• _Text block_:
[START]

Next, as in the SU(2) case hs07 , we integrate out $C^{\pm\alpha}$ and $\bar{C}^{\mp\alpha}$ with the momentum $\mu\leq k\leq\Lambda$. After the Wick rotation, we obtain the potential

	$\displaystyle\sum_{\alpha=1}^{3}V_{1}\left(\vec{\epsilon}_{\alpha}\cdot\vec{\varphi}\right)$	$\displaystyle=-\sum_{\alpha=1}^{3}\int_{\mu}^{\Lambda}\frac{d^{4}k}{(2\pi)^{4}}\ln\left[(-k^{2})^{2}+g^{2}(\vec{\epsilon}_{\alpha}\cdot\vec{\varphi})^{2}\right]$
		$\displaystyle=-\frac{1}{32\pi^{2}}\sum_{\alpha=1}^{3}\left[\left\{\Lambda^{4}+g^{2}(\vec{\epsilon}_{\alpha}\cdot\vec{\varphi})^{2}\right\}\ln\left\{\Lambda^{4}+g^{2}(\vec{\epsilon}_{\alpha}\cdot\vec{\varphi})^{2}\right\}\right.$
		$\displaystyle\hskip 51.21504pt\left.-\left\{\mu^{4}+g^{2}(\vec{\epsilon}_{\alpha}\cdot\vec{\varphi})^{2}\right\}\ln\left\{\mu^{4}+g^{2}(\vec{\epsilon}_{\alpha}\cdot\vec{\varphi})^{2}\right\}\right].$

Since we can rewrite $\varphi^{a}\varphi^{a}/(2\alpha_{2})$ as

$$\frac{1}{2\alpha_{2}}\varphi^{a}\varphi^{a}=\frac{1}{2\alpha_{2}}\vec{\varphi}\cdot\vec{\varphi}=\frac{1}{3\alpha_{2}}\sum_{\alpha=1}^{3}(\vec{\epsilon}_{\alpha}\cdot\vec{\varphi})^{2},$$

the one-loop effective potential of $\varphi$ becomes ks

$$V(\varphi)=\sum_{\alpha=1}^{3}\left[\frac{(\vec{\epsilon}_{\alpha}\cdot\vec{\varphi})^{2}}{3\alpha_{2}}+V_{1}\left(\vec{\epsilon}_{\alpha}\cdot\vec{\varphi}\right)\right].$$

(2.5)

[END]

• _Exercise_: Translate this sentence from the passage on the one-loop effective potential into Spanish: "Next, as in the SU(2) case hs07 , we integrate out $C^{\pm\alpha}$ and $\bar{C}^{\mp\alpha}$ with the momentum $\mu\leq k\leq\Lambda$."

(Photo object pointing records)
[START]

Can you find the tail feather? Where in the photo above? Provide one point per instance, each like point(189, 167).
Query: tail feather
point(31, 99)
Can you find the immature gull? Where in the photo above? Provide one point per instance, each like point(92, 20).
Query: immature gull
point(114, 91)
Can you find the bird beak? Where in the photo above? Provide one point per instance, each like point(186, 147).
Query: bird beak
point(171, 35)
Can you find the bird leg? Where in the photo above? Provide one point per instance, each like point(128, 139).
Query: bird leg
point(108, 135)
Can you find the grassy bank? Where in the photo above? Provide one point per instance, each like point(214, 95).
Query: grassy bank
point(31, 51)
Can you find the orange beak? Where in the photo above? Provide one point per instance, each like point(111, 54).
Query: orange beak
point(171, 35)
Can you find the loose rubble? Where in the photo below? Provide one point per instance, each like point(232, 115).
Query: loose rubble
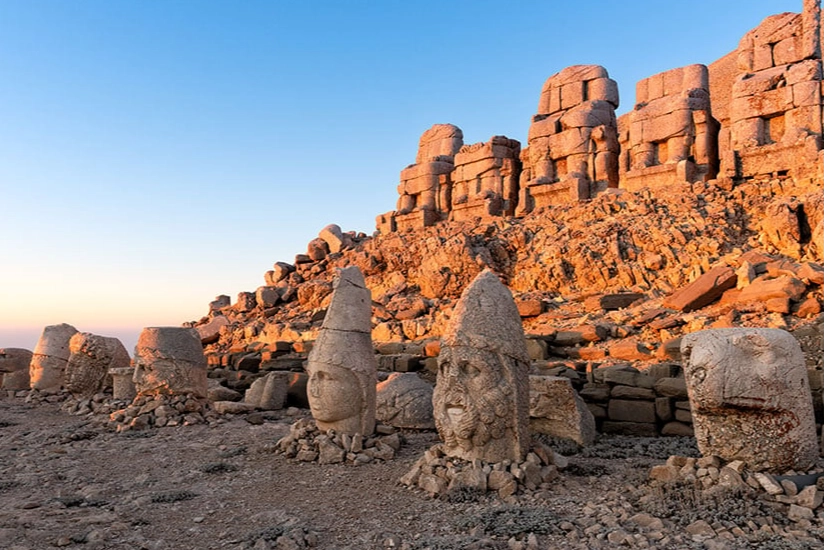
point(307, 443)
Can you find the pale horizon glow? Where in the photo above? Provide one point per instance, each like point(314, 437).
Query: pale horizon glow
point(154, 155)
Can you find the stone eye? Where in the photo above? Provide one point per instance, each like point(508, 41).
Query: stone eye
point(469, 370)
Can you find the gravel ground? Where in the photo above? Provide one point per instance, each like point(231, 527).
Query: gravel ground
point(68, 481)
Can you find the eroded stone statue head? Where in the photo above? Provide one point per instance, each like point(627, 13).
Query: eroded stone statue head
point(169, 360)
point(342, 366)
point(750, 397)
point(481, 397)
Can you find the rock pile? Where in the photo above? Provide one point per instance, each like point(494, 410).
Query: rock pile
point(800, 492)
point(441, 475)
point(306, 443)
point(163, 410)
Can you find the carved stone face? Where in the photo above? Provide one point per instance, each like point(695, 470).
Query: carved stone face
point(335, 397)
point(472, 403)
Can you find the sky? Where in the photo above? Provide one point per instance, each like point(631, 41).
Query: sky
point(155, 154)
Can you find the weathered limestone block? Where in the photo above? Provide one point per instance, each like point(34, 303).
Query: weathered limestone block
point(485, 181)
point(123, 384)
point(211, 331)
point(169, 360)
point(573, 146)
point(789, 288)
point(269, 392)
point(268, 296)
point(425, 188)
point(246, 302)
point(279, 272)
point(404, 400)
point(481, 398)
point(50, 356)
point(91, 358)
point(14, 367)
point(750, 397)
point(775, 115)
point(333, 236)
point(708, 288)
point(342, 365)
point(556, 409)
point(671, 133)
point(219, 303)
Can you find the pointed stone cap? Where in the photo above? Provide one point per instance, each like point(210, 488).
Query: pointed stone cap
point(54, 341)
point(350, 309)
point(486, 318)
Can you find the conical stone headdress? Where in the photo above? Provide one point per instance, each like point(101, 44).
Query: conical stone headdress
point(486, 318)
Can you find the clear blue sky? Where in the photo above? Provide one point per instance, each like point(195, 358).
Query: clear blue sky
point(155, 154)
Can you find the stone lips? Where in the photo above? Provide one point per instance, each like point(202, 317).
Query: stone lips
point(749, 391)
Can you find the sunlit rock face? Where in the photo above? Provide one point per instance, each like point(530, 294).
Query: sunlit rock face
point(91, 358)
point(170, 360)
point(14, 368)
point(342, 365)
point(750, 397)
point(481, 398)
point(51, 354)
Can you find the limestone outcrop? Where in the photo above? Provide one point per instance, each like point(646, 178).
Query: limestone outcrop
point(670, 137)
point(572, 146)
point(749, 391)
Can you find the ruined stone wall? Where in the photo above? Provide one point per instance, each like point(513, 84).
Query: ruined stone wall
point(485, 181)
point(776, 100)
point(754, 114)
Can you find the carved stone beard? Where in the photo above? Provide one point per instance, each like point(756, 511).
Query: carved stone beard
point(486, 415)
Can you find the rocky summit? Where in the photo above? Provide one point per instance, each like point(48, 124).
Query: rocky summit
point(644, 336)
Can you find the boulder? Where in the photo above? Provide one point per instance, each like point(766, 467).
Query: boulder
point(557, 410)
point(50, 357)
point(404, 400)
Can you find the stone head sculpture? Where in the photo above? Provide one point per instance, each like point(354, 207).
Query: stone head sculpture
point(170, 360)
point(481, 397)
point(342, 366)
point(750, 397)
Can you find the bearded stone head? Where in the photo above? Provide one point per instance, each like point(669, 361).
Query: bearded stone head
point(480, 401)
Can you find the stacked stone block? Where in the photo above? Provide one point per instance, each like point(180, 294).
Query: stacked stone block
point(486, 179)
point(776, 100)
point(671, 136)
point(573, 144)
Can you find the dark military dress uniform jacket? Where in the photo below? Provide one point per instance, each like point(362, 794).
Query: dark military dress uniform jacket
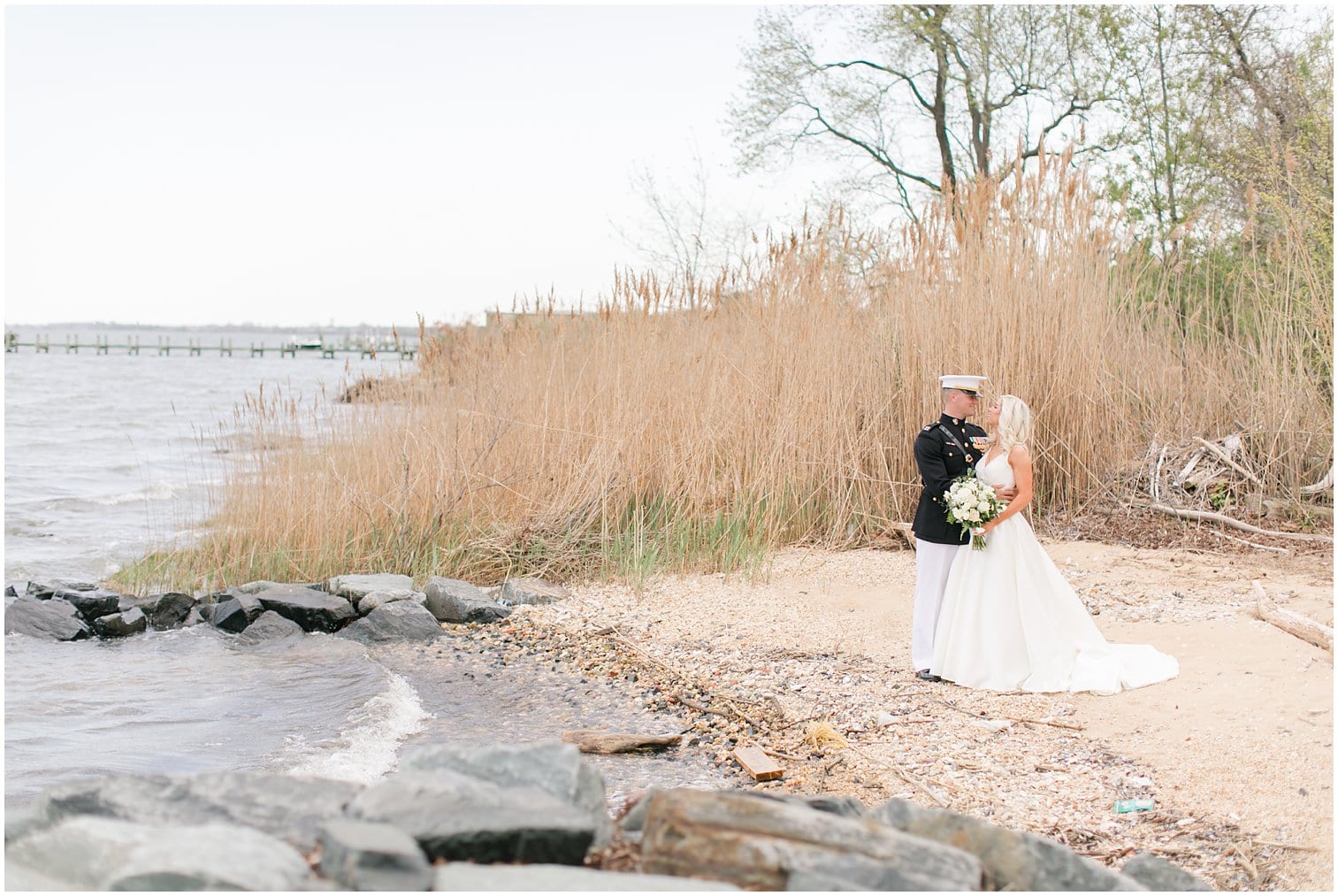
point(941, 460)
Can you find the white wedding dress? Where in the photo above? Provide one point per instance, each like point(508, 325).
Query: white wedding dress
point(1011, 621)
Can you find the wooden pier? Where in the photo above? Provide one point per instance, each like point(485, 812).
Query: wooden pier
point(195, 347)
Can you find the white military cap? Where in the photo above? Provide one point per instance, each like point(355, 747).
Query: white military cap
point(964, 383)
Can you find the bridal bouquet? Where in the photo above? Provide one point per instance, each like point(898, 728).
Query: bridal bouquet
point(970, 504)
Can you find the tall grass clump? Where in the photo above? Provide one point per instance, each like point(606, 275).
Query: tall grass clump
point(688, 425)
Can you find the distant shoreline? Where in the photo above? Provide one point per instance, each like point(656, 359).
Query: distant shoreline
point(210, 328)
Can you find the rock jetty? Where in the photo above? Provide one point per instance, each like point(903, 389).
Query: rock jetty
point(370, 609)
point(516, 817)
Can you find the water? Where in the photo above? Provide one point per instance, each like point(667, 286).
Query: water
point(109, 456)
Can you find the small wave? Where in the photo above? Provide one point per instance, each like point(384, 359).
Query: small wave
point(367, 749)
point(151, 493)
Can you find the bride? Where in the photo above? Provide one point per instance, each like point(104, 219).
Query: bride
point(1009, 619)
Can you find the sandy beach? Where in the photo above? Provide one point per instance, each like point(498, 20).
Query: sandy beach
point(810, 660)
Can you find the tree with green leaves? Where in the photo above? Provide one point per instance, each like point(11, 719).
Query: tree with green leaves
point(922, 96)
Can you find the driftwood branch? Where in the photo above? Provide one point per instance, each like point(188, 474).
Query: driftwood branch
point(1225, 457)
point(1235, 523)
point(1322, 486)
point(1241, 540)
point(1293, 624)
point(609, 742)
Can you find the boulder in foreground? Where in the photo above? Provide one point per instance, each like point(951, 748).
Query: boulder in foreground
point(312, 610)
point(110, 854)
point(455, 601)
point(286, 807)
point(552, 768)
point(456, 817)
point(768, 844)
point(1159, 875)
point(398, 621)
point(462, 877)
point(49, 619)
point(234, 614)
point(373, 600)
point(355, 587)
point(368, 856)
point(119, 624)
point(269, 626)
point(1012, 859)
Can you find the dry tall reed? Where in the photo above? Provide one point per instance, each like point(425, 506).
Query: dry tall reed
point(696, 425)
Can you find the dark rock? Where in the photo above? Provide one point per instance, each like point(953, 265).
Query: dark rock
point(761, 844)
point(110, 854)
point(170, 610)
point(46, 592)
point(164, 610)
point(459, 877)
point(1162, 877)
point(516, 592)
point(355, 587)
point(51, 619)
point(289, 808)
point(119, 624)
point(312, 610)
point(455, 601)
point(552, 768)
point(268, 626)
point(1012, 859)
point(373, 600)
point(90, 603)
point(256, 587)
point(398, 621)
point(456, 817)
point(370, 856)
point(236, 613)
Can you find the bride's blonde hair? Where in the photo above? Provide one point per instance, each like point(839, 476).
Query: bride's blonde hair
point(1014, 425)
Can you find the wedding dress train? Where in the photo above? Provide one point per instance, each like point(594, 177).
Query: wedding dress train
point(1011, 622)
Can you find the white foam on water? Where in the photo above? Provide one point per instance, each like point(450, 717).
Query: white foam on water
point(159, 493)
point(367, 747)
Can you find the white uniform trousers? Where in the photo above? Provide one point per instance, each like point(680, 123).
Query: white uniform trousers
point(933, 563)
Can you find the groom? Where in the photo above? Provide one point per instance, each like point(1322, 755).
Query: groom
point(944, 451)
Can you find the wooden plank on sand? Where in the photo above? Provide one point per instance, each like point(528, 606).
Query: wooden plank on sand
point(1293, 624)
point(608, 742)
point(758, 764)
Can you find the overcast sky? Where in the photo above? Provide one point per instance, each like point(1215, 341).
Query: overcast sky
point(333, 164)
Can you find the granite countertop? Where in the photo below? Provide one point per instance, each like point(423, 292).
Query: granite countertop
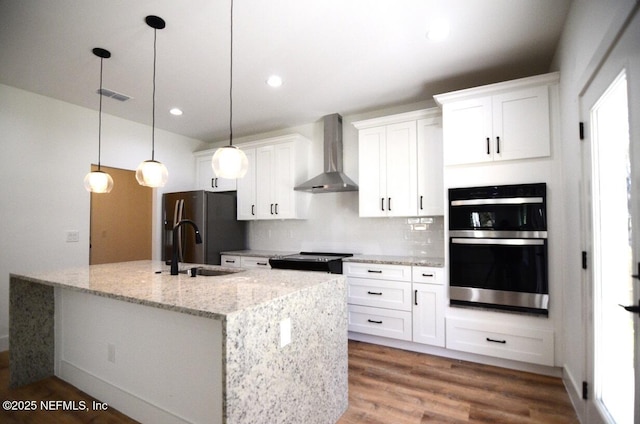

[END]

• _Task answer_: A continuación, como en el caso SU(2) hs07, eliminamos por integración $C^{\pm\alpha}$ y $\bar{C}^{\mp\alpha}$ con el momento $\mu\leq k\leq\Lambda$.